Aim of the task: Substitute "row of far-off trees" for "distant tree line" in the rows that begin at the line containing "line</item>, that would help a great deal." and end with the line containing "155), (47, 156)]]", leaving everything else unchanged. Reproduce only those lines.

Stored dataset items:

..........

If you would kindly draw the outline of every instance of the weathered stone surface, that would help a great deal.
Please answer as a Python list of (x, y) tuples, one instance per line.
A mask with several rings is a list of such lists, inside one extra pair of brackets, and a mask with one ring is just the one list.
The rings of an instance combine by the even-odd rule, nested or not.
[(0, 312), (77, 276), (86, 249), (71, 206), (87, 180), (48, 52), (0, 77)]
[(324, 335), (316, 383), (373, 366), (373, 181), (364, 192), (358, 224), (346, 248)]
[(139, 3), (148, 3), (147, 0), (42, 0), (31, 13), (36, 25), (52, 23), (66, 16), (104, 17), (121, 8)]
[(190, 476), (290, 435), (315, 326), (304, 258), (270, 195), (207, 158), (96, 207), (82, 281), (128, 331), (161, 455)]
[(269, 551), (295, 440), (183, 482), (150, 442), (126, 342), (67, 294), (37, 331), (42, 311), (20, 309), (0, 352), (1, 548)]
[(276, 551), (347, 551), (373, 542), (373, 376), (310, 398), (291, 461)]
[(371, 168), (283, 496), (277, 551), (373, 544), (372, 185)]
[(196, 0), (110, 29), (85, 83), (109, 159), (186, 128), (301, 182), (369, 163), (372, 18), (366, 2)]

..........

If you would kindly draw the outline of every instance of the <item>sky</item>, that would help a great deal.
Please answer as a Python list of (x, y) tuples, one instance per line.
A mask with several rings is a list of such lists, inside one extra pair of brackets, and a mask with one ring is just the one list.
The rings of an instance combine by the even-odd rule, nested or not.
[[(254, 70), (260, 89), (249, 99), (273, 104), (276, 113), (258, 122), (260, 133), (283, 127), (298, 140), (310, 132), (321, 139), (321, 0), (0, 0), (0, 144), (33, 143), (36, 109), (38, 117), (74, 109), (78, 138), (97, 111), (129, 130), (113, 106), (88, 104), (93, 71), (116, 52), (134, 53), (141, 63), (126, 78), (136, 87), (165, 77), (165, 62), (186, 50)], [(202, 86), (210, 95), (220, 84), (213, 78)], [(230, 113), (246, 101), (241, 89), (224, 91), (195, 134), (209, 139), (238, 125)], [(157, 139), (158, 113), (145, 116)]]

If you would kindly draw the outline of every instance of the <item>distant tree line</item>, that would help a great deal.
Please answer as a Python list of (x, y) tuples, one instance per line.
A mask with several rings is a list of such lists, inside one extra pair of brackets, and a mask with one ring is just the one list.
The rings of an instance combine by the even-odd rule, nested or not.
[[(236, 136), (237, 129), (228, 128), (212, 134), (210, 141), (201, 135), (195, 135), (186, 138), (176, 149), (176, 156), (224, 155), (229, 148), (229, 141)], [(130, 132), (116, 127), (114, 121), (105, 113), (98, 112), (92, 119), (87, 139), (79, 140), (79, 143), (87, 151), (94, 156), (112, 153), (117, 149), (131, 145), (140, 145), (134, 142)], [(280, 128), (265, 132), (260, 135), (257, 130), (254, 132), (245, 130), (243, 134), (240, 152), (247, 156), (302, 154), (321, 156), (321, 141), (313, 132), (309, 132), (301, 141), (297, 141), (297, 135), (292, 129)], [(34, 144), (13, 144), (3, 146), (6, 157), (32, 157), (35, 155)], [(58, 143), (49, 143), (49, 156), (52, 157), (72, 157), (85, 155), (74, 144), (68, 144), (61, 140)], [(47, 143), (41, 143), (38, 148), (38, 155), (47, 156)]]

..........

The solution:
If you would kindly draw the outline of every instance of the <item>row of far-off trees</item>, that would help a great deal.
Please answer as a Python list of (x, y) tuples, one instance per line.
A mask with several rings is a list of such lists, inside one extra pair of brackets, and a mask with one ring is just the one list.
The rings of an instance combine by the even-odd rule, nested or not.
[[(236, 136), (237, 129), (228, 128), (212, 134), (210, 141), (201, 135), (195, 135), (186, 138), (176, 149), (176, 156), (224, 155), (229, 148), (229, 141)], [(130, 132), (116, 127), (114, 121), (105, 113), (98, 112), (92, 119), (87, 139), (79, 140), (79, 143), (87, 151), (94, 156), (112, 153), (117, 149), (131, 145), (140, 145), (134, 142)], [(280, 128), (265, 132), (260, 135), (257, 130), (254, 132), (245, 130), (243, 134), (240, 152), (247, 156), (302, 154), (321, 156), (321, 141), (313, 132), (309, 132), (301, 141), (297, 141), (297, 135), (292, 129)], [(34, 144), (13, 144), (3, 146), (6, 157), (32, 157), (35, 155)], [(58, 143), (49, 143), (49, 156), (52, 157), (72, 157), (85, 155), (74, 144), (68, 144), (61, 140)], [(47, 143), (41, 143), (38, 148), (38, 155), (47, 156)]]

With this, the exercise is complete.